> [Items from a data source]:
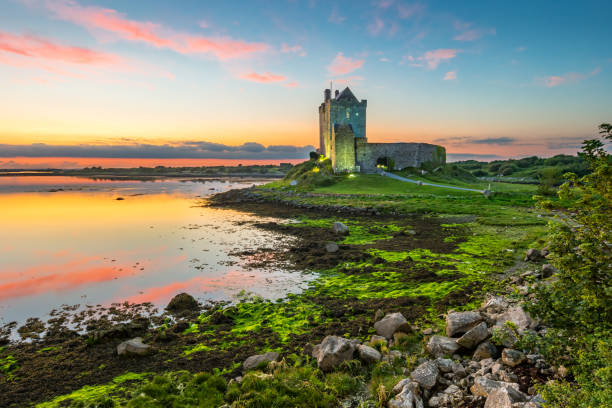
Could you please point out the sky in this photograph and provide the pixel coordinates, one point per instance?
(243, 79)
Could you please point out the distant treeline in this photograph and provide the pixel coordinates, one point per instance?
(528, 168)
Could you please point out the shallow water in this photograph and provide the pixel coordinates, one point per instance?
(80, 245)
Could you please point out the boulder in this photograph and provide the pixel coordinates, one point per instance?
(339, 228)
(256, 360)
(512, 358)
(444, 364)
(390, 324)
(426, 375)
(548, 270)
(484, 386)
(376, 339)
(461, 322)
(440, 346)
(409, 397)
(183, 302)
(533, 255)
(474, 336)
(495, 304)
(133, 346)
(331, 247)
(332, 351)
(516, 315)
(368, 354)
(485, 350)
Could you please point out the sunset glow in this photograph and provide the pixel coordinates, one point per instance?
(89, 73)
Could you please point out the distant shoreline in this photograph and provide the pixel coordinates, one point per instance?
(256, 171)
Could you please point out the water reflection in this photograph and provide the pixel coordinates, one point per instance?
(79, 244)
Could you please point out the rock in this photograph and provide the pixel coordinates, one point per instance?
(504, 397)
(254, 361)
(499, 399)
(458, 370)
(548, 270)
(133, 346)
(376, 340)
(368, 354)
(339, 228)
(390, 324)
(485, 350)
(533, 255)
(331, 247)
(474, 336)
(461, 322)
(426, 375)
(516, 315)
(183, 302)
(332, 351)
(440, 346)
(495, 304)
(398, 337)
(484, 386)
(445, 365)
(400, 386)
(408, 397)
(512, 358)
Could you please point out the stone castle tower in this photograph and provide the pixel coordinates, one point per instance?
(342, 138)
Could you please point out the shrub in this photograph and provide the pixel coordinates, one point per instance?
(577, 306)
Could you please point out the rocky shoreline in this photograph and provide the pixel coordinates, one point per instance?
(462, 368)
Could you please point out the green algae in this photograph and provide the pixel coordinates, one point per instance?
(92, 394)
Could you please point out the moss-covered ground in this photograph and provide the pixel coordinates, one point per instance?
(428, 250)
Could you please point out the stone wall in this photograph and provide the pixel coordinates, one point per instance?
(345, 113)
(403, 154)
(343, 150)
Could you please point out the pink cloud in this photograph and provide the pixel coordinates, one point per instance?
(264, 78)
(571, 77)
(348, 80)
(42, 48)
(110, 21)
(342, 65)
(433, 58)
(472, 35)
(450, 75)
(295, 49)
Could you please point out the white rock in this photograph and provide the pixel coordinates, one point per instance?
(332, 351)
(426, 375)
(339, 228)
(133, 346)
(474, 336)
(368, 354)
(461, 322)
(254, 361)
(440, 346)
(390, 324)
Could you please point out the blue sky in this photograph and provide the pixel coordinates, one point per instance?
(493, 78)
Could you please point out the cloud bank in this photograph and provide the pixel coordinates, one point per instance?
(181, 150)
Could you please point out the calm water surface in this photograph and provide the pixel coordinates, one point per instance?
(68, 240)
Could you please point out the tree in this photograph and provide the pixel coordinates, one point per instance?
(577, 305)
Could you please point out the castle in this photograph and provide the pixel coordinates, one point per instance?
(342, 132)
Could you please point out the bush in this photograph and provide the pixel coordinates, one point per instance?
(577, 306)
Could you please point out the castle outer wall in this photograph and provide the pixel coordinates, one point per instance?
(342, 133)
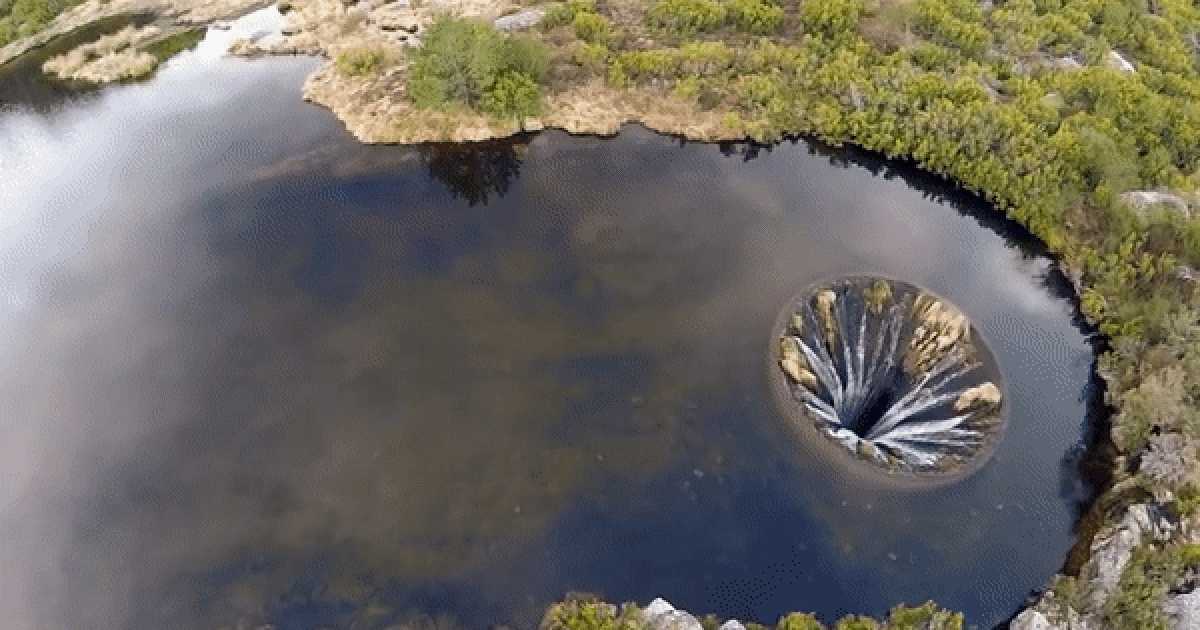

> [What needs to be done]:
Rewrite the listing above, replacing "in this photograph" with "in this image" everywhere and leaving everything else unchanged. Leave the pictures out of your answer.

> [Completed exercise]:
Could you please point out the sky in this image and provide the pixel coordinates, one point per instance?
(243, 79)
Could you please point out the distant treeline in this image and provide the pixel coordinates, one point per instance?
(528, 168)
Could you please point out the shallow water in this image and provide the pixel coordinates, one point per instance?
(80, 245)
Could you please point out the boulder in this image and provide the pixel coordinates, one point per instance?
(339, 228)
(256, 360)
(512, 358)
(444, 364)
(390, 324)
(426, 375)
(548, 270)
(484, 386)
(376, 339)
(461, 322)
(440, 346)
(409, 397)
(183, 302)
(533, 255)
(474, 336)
(495, 304)
(133, 346)
(331, 247)
(332, 351)
(516, 315)
(368, 354)
(485, 350)
Could you please point out the sunset glow in this image and provide the pixel coordinates, one point per instance?
(89, 73)
Could you please point out the distant shoreline in this image and provide the pixel coordinates, one point per instance?
(256, 171)
Could you please point out the water reflection in this image and provide the pixel coordinates, one point per instance?
(79, 244)
Could you please point out the rock in this image and provide the pixel coordinates, one point per instance?
(504, 397)
(254, 361)
(499, 399)
(458, 370)
(548, 270)
(133, 346)
(376, 340)
(368, 354)
(339, 228)
(390, 324)
(485, 350)
(533, 255)
(331, 247)
(474, 336)
(461, 322)
(426, 375)
(516, 315)
(183, 302)
(332, 351)
(440, 346)
(495, 304)
(398, 337)
(484, 386)
(445, 365)
(400, 386)
(408, 397)
(512, 358)
Could you please point out the stone castle tower in this image and provide the pixel coordinates, one point per instance?
(342, 138)
Could you please point out the shrub in this image and provide the pixel coordinates, one point per instance?
(577, 306)
Could you please point out the rocky shoreline in this image and provide the pixel coordinates, one point per instance?
(462, 368)
Could you please point out the green algae in this image and provide the pixel coordinates, one point per instance?
(92, 394)
Could you please point out the moss-covered ground in this image and provide the pixel coordinates, one point per instance?
(428, 250)
Could you please point out the stone wall in this image and provide the pixel coordinates, one point per instance?
(345, 113)
(403, 154)
(343, 150)
Could you please point out the pink cloud in this image and provide the pixel coordinates, one point per instance?
(264, 78)
(571, 77)
(348, 80)
(42, 48)
(110, 21)
(342, 65)
(433, 58)
(472, 35)
(450, 75)
(295, 49)
Could you please point out the white rock in this image and provide the pixel coordinates, one point per instance?
(332, 351)
(426, 375)
(339, 228)
(133, 346)
(474, 336)
(368, 354)
(461, 322)
(254, 361)
(440, 346)
(390, 324)
Could you please point out the blue sky in this image and provide the pixel coordinates, one point per instance?
(493, 78)
Could you please point out the cloud bank in this image and provide the pixel coordinates, one point per instance?
(181, 150)
Could you please point out the calm water surface in this image and provide the pixel coordinates, one point per instance?
(68, 240)
Could you please point out the tree in this image and provide the pixel coordinates, one point per instance?
(577, 305)
Could you please point out the castle in this image and provide the pixel coordinates, one point per instance?
(342, 132)
Could you please point out the bush in this image and provide the pixel coordinates, one point per instance?
(577, 306)
Could you please point out the castle outer wall in this image and provide the pixel coordinates, one point per instance?
(342, 133)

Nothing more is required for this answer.